(Records from a dataset)
##############################

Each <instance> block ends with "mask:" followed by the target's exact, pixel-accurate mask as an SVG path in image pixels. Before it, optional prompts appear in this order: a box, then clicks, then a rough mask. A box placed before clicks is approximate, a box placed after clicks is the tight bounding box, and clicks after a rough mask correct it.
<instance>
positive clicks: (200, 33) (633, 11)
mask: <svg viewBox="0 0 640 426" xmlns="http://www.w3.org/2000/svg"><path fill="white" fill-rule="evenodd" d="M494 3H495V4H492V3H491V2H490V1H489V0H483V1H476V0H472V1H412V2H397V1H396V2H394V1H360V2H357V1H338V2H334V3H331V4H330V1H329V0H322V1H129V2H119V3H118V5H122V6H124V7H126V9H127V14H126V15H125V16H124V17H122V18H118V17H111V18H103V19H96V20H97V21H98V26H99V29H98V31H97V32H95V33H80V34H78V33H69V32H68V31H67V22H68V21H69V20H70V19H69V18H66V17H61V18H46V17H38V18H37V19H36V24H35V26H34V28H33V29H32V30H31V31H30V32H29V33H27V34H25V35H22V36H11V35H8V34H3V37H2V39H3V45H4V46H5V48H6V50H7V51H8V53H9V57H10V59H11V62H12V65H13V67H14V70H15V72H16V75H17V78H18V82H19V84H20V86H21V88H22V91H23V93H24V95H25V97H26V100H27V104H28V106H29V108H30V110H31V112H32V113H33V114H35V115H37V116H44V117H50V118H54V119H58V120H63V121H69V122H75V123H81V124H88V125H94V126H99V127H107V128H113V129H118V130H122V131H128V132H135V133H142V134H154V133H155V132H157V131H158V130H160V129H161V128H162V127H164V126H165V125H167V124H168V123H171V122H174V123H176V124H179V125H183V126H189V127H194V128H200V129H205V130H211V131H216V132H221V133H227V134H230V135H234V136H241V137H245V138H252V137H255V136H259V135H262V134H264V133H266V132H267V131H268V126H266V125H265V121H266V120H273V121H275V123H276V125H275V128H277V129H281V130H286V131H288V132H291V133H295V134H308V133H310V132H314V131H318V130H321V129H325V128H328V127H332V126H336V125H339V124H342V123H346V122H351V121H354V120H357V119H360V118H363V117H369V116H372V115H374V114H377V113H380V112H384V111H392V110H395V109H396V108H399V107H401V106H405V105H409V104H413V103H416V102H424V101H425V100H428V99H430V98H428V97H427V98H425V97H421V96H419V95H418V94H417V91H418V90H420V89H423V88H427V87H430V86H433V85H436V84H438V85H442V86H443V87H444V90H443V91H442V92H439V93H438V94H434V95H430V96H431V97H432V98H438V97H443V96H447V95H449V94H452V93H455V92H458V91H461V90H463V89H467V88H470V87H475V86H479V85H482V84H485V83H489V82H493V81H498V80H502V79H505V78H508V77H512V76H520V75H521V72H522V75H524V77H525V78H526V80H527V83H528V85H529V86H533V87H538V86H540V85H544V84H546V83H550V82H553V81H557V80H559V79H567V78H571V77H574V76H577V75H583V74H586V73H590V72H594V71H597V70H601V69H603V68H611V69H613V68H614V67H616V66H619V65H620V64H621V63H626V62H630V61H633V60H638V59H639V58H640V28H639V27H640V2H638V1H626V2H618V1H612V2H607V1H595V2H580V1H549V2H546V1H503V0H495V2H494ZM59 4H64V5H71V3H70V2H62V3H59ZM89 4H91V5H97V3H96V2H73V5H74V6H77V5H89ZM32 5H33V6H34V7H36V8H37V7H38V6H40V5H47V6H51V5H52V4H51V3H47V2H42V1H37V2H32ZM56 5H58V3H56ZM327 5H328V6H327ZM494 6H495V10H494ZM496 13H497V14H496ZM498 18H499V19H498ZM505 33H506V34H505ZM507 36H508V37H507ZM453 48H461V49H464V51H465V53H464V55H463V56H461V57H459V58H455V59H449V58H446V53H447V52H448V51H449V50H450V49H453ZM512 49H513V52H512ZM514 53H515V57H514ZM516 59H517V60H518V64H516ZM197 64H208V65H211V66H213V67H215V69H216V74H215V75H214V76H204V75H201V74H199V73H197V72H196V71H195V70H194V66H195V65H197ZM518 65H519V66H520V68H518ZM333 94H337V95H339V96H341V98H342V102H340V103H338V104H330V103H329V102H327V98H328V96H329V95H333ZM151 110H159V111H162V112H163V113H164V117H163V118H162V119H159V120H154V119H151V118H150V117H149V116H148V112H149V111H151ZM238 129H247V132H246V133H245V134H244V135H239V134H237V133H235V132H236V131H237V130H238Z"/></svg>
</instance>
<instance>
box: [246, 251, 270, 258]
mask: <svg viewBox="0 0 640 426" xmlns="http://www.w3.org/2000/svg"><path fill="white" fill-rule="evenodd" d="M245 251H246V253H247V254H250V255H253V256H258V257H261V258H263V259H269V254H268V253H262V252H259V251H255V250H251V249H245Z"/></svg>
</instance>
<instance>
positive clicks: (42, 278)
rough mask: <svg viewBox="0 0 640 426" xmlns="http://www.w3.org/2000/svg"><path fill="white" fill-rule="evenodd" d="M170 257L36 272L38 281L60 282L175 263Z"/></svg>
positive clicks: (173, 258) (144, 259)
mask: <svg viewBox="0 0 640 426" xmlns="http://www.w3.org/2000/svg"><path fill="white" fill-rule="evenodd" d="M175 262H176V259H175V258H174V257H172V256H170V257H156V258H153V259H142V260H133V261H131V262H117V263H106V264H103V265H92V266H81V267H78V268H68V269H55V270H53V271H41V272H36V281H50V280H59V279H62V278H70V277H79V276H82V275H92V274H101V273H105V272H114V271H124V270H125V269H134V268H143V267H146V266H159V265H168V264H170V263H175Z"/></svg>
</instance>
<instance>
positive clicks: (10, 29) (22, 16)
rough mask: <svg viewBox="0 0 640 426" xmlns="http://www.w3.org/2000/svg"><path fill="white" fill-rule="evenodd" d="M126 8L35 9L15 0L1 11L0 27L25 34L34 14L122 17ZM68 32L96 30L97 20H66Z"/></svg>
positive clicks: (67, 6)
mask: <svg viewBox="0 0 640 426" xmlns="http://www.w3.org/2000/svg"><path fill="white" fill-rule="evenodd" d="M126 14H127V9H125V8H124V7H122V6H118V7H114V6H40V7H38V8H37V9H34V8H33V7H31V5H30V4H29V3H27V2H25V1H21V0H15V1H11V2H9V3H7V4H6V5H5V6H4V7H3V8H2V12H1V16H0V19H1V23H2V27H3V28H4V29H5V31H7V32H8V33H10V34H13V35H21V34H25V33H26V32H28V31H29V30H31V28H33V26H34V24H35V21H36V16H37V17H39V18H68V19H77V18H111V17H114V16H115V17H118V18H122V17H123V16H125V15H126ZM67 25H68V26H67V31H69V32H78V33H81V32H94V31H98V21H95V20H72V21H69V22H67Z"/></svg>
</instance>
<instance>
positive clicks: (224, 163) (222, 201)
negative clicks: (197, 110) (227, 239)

##############################

The task:
Write out all the records again, swapping every "positive clicks" for "foreground clicks" and leaving everything else unchanged.

Output of the exercise:
Each <instance> block ends with "mask:" followed by the target's exact, pixel-accurate mask as an SVG path in image pixels. Before it, optional prompts appear in this order: a box, then clicks, then a rough mask. A box placed before clicks is approximate, a box placed after clicks is the tight bounding box, and clicks after a rough mask correct it.
<instance>
foreground clicks: (200, 33) (633, 11)
mask: <svg viewBox="0 0 640 426" xmlns="http://www.w3.org/2000/svg"><path fill="white" fill-rule="evenodd" d="M494 3H495V4H492V3H491V2H490V1H489V0H483V1H476V0H472V1H412V2H397V1H396V2H394V1H360V2H357V1H338V2H334V3H331V4H330V1H329V0H322V1H129V2H119V3H118V5H122V6H124V7H126V9H127V14H126V15H125V16H124V17H122V18H118V17H111V18H103V19H96V20H97V21H98V26H99V29H98V31H97V32H95V33H80V34H78V33H69V32H68V31H67V22H68V21H69V20H70V19H69V18H66V17H61V18H46V17H38V18H37V19H36V24H35V26H34V28H33V29H32V30H31V31H30V32H29V33H27V34H25V35H22V36H11V35H8V34H3V37H2V39H3V45H4V46H5V48H6V50H7V51H8V53H9V57H10V59H11V62H12V65H13V67H14V70H15V72H16V75H17V78H18V82H19V84H20V86H21V88H22V91H23V93H24V95H25V97H26V100H27V104H28V106H29V108H30V110H31V112H32V113H33V114H35V115H37V116H44V117H50V118H54V119H58V120H63V121H69V122H75V123H81V124H88V125H94V126H99V127H107V128H113V129H118V130H122V131H128V132H135V133H142V134H154V133H155V132H157V131H158V130H160V129H161V128H162V127H164V126H165V125H167V124H168V123H171V122H174V123H176V124H179V125H183V126H189V127H194V128H200V129H205V130H211V131H216V132H221V133H227V134H230V135H234V136H241V137H245V138H252V137H255V136H259V135H262V134H264V133H266V132H267V131H268V126H266V125H265V121H266V120H273V121H275V123H276V125H275V128H277V129H281V130H286V131H288V132H291V133H295V134H308V133H310V132H314V131H318V130H321V129H325V128H328V127H332V126H336V125H339V124H342V123H346V122H351V121H354V120H357V119H360V118H363V117H369V116H372V115H374V114H377V113H380V112H384V111H392V110H395V109H396V108H399V107H401V106H405V105H409V104H413V103H416V102H424V101H425V100H428V99H430V98H428V97H427V98H425V97H421V96H419V95H418V94H417V91H418V90H420V89H423V88H427V87H430V86H433V85H436V84H438V85H442V86H443V87H444V90H443V91H442V92H439V93H438V94H434V95H430V96H431V97H432V98H438V97H443V96H447V95H449V94H452V93H455V92H458V91H461V90H463V89H467V88H470V87H475V86H479V85H482V84H485V83H489V82H493V81H498V80H502V79H505V78H508V77H512V76H520V75H521V72H522V75H524V77H525V78H526V80H527V83H528V85H529V86H533V87H538V86H540V85H544V84H546V83H550V82H553V81H557V80H559V79H567V78H571V77H574V76H577V75H583V74H586V73H590V72H594V71H597V70H601V69H603V68H611V69H613V68H614V67H616V66H619V65H620V64H621V63H626V62H630V61H633V60H638V59H639V58H640V28H639V27H640V2H638V1H626V2H618V1H612V2H607V1H595V2H580V1H549V2H546V1H503V0H495V2H494ZM59 4H64V5H71V3H70V2H62V3H59ZM89 4H91V5H97V3H96V2H73V5H74V6H77V5H89ZM32 5H33V6H34V7H36V8H37V7H38V6H40V5H47V6H51V5H52V4H51V3H47V2H42V1H37V2H32ZM56 5H58V3H56ZM327 5H328V6H327ZM494 6H495V10H494ZM496 13H497V14H496ZM498 18H499V19H498ZM505 33H506V34H505ZM507 36H508V37H507ZM453 48H461V49H464V51H465V53H464V55H463V56H461V57H459V58H455V59H449V58H446V53H447V52H448V51H449V50H450V49H453ZM512 49H513V52H512ZM514 53H515V57H514ZM516 59H517V60H518V64H516ZM197 64H208V65H211V66H213V67H215V69H216V74H215V75H214V76H204V75H201V74H199V73H197V72H196V71H195V70H194V66H195V65H197ZM518 65H519V66H520V68H518ZM333 94H337V95H339V96H341V98H342V102H340V103H338V104H330V103H329V102H327V98H328V96H329V95H333ZM151 110H159V111H162V112H163V113H164V117H163V118H162V119H159V120H154V119H151V118H150V117H149V116H148V112H149V111H151ZM238 129H247V132H246V133H245V134H244V135H239V134H237V133H235V132H236V131H237V130H238Z"/></svg>
</instance>
<instance>
box: [246, 251, 270, 258]
mask: <svg viewBox="0 0 640 426" xmlns="http://www.w3.org/2000/svg"><path fill="white" fill-rule="evenodd" d="M245 251H246V253H247V254H250V255H253V256H258V257H261V258H263V259H269V254H268V253H262V252H259V251H255V250H251V249H245Z"/></svg>
</instance>
<instance>
foreground clicks: (42, 278)
rough mask: <svg viewBox="0 0 640 426" xmlns="http://www.w3.org/2000/svg"><path fill="white" fill-rule="evenodd" d="M170 257L36 272L38 281L60 282L175 263Z"/></svg>
foreground clicks: (173, 258) (144, 259)
mask: <svg viewBox="0 0 640 426" xmlns="http://www.w3.org/2000/svg"><path fill="white" fill-rule="evenodd" d="M175 262H176V259H175V258H174V257H172V256H170V257H156V258H153V259H142V260H133V261H131V262H117V263H106V264H103V265H92V266H81V267H78V268H68V269H55V270H53V271H41V272H36V281H50V280H59V279H62V278H70V277H79V276H82V275H92V274H101V273H105V272H114V271H124V270H125V269H134V268H143V267H146V266H159V265H168V264H170V263H175Z"/></svg>
</instance>
<instance>
foreground clicks: (10, 29) (22, 16)
rough mask: <svg viewBox="0 0 640 426" xmlns="http://www.w3.org/2000/svg"><path fill="white" fill-rule="evenodd" d="M126 8L35 9L15 0L1 11L0 27L25 34L34 14L122 17ZM68 32L96 30L97 20H66Z"/></svg>
foreground clicks: (67, 6)
mask: <svg viewBox="0 0 640 426" xmlns="http://www.w3.org/2000/svg"><path fill="white" fill-rule="evenodd" d="M126 14H127V9H125V8H124V7H122V6H118V7H114V6H40V7H38V8H37V9H34V8H33V7H31V5H30V4H29V3H27V2H25V1H21V0H15V1H11V2H9V3H7V4H6V5H5V6H4V7H3V8H2V12H1V16H0V19H1V23H2V27H3V28H4V29H5V31H7V32H8V33H10V34H13V35H21V34H25V33H26V32H28V31H29V30H31V28H33V26H34V24H35V21H36V16H37V17H39V18H68V19H77V18H111V17H114V16H115V17H118V18H122V17H123V16H125V15H126ZM67 25H68V26H67V31H69V32H78V33H81V32H94V31H98V21H95V20H72V21H69V22H67Z"/></svg>
</instance>
<instance>
foreground clicks: (224, 163) (222, 201)
negative clicks: (197, 110) (227, 239)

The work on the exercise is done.